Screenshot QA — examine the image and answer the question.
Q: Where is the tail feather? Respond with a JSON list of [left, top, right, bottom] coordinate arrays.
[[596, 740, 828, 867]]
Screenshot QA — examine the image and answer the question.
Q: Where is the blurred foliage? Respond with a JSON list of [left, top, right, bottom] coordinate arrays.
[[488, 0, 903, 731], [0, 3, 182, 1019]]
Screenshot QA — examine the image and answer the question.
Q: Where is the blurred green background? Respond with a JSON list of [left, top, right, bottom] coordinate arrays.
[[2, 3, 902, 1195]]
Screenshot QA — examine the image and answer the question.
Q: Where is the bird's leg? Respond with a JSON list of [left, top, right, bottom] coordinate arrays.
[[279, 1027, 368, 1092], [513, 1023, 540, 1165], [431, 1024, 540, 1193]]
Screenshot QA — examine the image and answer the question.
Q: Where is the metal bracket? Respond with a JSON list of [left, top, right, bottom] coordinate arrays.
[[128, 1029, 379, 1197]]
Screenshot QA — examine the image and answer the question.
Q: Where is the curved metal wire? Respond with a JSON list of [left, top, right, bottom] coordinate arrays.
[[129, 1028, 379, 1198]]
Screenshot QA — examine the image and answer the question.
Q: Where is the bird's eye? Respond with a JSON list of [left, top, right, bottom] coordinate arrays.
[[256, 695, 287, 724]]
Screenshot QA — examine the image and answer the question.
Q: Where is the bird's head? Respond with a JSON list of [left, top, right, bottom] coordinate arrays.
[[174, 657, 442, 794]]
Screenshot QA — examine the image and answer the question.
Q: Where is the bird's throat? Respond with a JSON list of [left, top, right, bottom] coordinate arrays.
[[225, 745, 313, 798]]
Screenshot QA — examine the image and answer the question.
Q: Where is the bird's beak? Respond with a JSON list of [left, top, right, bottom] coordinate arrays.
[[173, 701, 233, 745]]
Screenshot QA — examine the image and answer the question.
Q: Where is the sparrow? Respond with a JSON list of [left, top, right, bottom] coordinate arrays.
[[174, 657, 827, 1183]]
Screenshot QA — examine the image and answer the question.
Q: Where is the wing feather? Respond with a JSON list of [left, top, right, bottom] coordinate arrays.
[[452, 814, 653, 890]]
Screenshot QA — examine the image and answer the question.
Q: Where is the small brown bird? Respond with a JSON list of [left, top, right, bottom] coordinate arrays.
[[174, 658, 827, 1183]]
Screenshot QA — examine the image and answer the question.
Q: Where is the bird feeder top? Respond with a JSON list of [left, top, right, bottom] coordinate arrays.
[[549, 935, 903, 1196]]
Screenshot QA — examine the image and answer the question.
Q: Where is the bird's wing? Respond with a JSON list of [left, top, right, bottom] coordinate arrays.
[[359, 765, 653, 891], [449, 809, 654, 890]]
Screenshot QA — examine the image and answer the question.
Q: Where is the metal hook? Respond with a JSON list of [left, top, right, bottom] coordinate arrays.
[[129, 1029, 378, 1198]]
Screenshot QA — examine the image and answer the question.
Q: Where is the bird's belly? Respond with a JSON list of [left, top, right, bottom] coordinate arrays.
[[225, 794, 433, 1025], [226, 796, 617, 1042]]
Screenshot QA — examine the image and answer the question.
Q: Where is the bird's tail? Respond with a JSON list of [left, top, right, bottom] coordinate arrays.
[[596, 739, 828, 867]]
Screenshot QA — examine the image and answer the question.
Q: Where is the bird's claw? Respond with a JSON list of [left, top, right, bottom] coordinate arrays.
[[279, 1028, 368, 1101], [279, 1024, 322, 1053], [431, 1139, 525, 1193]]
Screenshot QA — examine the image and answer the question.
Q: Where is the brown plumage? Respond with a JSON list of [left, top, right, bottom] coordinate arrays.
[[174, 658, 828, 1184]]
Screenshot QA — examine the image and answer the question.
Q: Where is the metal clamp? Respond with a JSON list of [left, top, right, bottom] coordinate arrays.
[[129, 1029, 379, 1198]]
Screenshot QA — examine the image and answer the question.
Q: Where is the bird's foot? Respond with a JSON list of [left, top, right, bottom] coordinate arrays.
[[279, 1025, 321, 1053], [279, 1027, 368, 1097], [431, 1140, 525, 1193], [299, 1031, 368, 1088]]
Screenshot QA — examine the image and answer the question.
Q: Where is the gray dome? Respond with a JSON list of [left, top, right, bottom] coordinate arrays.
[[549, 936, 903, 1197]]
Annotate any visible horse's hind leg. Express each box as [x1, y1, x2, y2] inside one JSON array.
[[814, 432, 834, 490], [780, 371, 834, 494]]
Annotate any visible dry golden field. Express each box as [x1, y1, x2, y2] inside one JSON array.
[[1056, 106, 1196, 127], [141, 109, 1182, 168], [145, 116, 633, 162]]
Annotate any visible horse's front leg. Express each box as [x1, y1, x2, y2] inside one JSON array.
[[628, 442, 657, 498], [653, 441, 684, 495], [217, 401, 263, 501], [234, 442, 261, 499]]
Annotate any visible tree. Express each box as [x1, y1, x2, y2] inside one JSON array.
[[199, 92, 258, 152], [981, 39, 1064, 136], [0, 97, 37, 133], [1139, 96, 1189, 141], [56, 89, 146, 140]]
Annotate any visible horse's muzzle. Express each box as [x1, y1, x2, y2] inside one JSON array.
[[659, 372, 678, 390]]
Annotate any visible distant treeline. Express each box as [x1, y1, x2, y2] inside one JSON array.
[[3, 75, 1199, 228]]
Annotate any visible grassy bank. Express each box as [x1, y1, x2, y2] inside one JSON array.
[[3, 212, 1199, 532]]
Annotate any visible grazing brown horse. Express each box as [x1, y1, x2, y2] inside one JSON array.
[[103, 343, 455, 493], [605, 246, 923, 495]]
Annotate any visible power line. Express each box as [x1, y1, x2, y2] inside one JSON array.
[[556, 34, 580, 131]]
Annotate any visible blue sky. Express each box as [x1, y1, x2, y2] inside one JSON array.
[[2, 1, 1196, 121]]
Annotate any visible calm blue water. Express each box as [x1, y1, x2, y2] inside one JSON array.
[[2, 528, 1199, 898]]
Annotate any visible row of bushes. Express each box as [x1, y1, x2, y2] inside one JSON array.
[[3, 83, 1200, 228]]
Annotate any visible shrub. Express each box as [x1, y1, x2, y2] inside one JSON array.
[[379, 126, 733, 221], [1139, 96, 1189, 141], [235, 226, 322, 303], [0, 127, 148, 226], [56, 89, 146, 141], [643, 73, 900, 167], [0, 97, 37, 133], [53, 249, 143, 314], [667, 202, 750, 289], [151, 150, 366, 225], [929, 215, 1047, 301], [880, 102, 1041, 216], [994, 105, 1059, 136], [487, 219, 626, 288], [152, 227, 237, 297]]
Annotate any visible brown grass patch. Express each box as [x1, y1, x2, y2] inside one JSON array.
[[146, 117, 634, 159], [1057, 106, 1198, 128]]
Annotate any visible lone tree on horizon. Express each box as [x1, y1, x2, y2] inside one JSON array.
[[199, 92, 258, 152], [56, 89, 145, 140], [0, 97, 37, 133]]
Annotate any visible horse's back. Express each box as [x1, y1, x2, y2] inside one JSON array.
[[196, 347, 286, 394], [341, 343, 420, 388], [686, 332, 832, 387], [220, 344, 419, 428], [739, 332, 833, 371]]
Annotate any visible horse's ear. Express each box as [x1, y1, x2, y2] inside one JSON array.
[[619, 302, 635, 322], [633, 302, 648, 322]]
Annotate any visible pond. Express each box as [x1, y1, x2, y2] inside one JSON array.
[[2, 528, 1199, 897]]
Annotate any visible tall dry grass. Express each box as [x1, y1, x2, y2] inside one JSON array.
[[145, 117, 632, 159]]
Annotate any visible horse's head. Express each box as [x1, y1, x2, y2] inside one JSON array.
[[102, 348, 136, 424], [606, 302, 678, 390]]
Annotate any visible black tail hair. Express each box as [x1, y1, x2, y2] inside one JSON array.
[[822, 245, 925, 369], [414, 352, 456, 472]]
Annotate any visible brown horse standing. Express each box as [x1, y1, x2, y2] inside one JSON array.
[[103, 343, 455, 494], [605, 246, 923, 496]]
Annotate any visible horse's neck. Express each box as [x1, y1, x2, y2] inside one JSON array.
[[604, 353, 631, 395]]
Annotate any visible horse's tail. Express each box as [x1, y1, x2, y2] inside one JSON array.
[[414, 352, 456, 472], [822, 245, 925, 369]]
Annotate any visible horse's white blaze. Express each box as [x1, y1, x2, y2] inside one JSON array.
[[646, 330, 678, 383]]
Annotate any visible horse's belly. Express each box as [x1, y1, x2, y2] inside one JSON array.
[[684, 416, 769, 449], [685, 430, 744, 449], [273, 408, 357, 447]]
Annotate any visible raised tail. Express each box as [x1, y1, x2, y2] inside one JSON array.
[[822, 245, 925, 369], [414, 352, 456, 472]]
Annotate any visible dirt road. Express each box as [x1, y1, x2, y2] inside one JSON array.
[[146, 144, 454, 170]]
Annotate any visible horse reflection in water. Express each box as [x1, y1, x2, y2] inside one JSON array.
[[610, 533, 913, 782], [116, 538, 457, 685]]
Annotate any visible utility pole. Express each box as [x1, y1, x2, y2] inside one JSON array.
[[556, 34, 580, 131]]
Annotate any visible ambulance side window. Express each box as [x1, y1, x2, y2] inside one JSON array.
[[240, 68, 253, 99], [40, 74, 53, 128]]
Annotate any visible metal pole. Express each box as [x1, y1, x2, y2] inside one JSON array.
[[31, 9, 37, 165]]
:::::
What this task involves
Taking the line with "Annotate any visible horse's belly." as the start and the last line of the data above as the end, write out those two lines and every line between them exactly, and only those.

Worked solution
Annotate any visible horse's belly. Express each box as [x1, y1, x2, y2] inside one JSON array.
[[684, 416, 769, 449], [685, 430, 744, 449], [273, 408, 357, 447]]
Annotate any visible raised tail. Express each box as [x1, y1, x2, y2] inside one JSON array.
[[822, 245, 925, 369], [414, 352, 456, 472]]
Annotate any visible dirt road. Express each box as [x1, y1, x2, y2] inside one JSON array.
[[146, 144, 454, 170]]
Annotate any visible horse reflection in water. Express each box as [x1, y1, x2, y2] inside one JSON array.
[[610, 533, 913, 782], [116, 538, 457, 685]]
Annotate any visible utility pole. Express each box as [x1, y1, x2, y2] inside one JSON array.
[[556, 34, 580, 131]]
Annotate any visible ambulance side window. Express each box as [x1, y1, x2, y2] inside one JSON array.
[[240, 68, 253, 99], [40, 74, 53, 128]]
Annotate any visible metal pole. Express each box as [x1, y1, x2, y2] inside one JSON array.
[[31, 9, 37, 165]]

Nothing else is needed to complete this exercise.